The data
- - - - - - -
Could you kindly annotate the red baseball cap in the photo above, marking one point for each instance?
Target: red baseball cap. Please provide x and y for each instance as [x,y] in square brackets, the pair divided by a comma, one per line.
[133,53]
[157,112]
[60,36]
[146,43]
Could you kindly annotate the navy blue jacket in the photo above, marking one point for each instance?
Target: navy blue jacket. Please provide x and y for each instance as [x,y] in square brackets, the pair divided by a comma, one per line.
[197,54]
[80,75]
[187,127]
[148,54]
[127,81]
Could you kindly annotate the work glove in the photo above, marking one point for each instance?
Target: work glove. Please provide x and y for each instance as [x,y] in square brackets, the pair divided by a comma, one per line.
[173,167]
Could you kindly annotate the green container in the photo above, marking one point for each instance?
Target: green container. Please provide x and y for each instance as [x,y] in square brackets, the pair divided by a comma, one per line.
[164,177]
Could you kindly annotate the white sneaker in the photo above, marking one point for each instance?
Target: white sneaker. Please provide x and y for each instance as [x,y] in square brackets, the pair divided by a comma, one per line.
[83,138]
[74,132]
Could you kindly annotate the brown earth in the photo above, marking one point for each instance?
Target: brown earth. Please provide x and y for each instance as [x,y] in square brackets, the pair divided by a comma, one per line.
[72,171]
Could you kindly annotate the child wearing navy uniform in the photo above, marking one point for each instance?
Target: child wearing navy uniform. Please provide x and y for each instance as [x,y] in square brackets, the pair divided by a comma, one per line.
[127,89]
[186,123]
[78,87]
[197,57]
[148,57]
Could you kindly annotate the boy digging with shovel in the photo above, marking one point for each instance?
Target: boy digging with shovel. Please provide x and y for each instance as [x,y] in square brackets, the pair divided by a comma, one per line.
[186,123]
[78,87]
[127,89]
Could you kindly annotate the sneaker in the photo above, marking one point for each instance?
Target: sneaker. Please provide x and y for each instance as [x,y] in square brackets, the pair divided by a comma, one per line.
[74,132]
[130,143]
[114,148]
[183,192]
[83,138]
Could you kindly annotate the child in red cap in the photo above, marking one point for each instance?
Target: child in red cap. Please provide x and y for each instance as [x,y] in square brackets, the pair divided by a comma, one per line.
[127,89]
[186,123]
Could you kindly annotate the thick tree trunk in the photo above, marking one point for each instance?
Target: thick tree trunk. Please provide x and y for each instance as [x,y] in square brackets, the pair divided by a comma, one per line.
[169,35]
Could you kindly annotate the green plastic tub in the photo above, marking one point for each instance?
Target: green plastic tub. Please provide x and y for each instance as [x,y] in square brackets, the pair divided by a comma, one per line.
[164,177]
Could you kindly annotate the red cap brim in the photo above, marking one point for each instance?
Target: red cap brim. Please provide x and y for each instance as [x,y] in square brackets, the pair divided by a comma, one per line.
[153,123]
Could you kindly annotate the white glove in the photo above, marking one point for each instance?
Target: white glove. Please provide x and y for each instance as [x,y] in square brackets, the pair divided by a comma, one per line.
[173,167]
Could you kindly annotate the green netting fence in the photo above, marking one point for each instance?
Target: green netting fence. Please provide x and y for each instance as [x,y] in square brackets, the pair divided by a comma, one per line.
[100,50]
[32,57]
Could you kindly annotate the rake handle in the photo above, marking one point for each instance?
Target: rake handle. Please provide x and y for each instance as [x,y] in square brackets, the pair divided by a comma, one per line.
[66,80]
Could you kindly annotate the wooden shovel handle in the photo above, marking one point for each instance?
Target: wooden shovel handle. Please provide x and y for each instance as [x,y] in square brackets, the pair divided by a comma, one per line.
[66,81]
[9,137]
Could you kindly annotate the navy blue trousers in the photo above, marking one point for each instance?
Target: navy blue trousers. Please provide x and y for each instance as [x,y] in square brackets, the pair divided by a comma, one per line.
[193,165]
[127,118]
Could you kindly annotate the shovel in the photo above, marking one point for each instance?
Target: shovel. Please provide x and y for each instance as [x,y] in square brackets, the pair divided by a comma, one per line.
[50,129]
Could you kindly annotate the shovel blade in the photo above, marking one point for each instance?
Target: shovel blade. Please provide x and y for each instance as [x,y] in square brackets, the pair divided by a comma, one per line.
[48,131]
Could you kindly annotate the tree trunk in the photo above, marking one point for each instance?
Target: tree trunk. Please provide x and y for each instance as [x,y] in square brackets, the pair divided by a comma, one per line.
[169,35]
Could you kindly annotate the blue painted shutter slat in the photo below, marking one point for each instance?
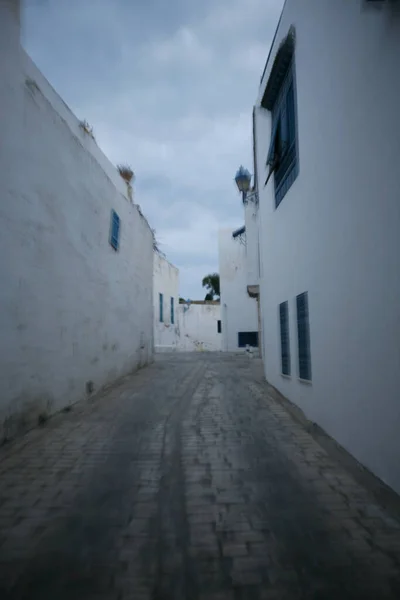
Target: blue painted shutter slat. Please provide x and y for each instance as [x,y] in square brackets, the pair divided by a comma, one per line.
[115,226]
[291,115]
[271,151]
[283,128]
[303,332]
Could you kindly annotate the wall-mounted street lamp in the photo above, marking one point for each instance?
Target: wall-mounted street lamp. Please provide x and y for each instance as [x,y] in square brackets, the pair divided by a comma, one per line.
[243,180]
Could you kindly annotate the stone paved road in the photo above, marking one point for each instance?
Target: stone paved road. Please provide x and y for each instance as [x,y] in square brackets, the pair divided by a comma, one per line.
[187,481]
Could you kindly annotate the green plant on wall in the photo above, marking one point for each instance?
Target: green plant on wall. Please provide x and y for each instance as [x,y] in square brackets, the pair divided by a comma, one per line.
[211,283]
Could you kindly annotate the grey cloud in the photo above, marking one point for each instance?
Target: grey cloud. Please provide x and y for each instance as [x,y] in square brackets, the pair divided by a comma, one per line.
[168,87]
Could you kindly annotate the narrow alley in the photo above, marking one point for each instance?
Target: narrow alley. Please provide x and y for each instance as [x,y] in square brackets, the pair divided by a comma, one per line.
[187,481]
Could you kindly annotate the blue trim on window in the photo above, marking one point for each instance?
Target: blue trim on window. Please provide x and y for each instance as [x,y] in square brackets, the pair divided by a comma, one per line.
- - - - - - -
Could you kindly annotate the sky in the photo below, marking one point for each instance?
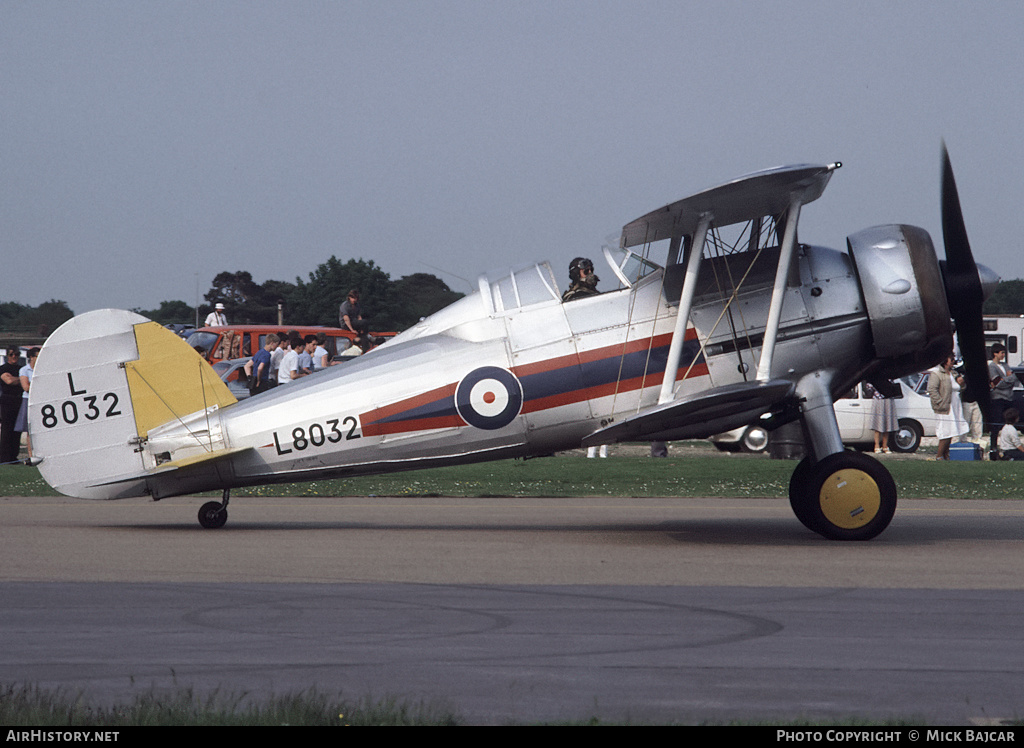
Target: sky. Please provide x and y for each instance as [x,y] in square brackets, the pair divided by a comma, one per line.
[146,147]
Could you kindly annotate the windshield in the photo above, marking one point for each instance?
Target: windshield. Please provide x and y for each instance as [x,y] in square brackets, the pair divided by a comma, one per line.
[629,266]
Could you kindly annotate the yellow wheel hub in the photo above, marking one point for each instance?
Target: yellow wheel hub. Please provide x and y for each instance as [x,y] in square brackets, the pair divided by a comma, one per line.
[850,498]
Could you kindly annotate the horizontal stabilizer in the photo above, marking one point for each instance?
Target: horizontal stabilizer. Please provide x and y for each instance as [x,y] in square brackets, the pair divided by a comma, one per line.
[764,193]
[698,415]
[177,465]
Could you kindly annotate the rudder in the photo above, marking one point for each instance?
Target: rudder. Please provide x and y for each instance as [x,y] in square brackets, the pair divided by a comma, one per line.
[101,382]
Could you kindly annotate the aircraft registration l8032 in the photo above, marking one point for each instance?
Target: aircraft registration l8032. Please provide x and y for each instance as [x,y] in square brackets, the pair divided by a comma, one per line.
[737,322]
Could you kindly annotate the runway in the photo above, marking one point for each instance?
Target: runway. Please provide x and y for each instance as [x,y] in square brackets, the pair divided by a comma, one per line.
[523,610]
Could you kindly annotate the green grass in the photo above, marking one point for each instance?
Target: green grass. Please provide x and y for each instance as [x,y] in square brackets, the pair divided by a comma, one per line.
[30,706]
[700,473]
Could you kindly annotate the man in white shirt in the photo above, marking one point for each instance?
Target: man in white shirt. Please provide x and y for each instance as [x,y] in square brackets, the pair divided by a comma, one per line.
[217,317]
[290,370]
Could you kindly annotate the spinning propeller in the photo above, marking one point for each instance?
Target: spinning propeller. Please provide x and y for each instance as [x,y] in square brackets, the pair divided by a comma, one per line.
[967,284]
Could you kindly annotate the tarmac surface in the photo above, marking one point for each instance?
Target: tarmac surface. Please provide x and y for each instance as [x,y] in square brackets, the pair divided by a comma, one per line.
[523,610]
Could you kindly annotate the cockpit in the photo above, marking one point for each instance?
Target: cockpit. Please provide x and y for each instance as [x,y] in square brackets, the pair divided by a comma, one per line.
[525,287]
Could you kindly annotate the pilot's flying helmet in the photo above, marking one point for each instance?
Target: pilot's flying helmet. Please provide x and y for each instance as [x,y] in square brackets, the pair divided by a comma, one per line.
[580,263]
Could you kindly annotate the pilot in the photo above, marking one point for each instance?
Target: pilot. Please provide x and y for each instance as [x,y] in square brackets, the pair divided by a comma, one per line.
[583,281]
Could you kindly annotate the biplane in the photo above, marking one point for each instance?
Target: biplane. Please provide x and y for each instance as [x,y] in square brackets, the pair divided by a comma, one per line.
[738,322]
- - - - - - -
What to work on
Return each line from the records that includes the word "trim".

Completed exercise
Could you kindly annotate the blue trim on window in the photo above, marking one point for each instance?
Target: blue trim on window. Please provide x and y for each instance as [x,y] in square brackets, the pair divided by a comma, one per line.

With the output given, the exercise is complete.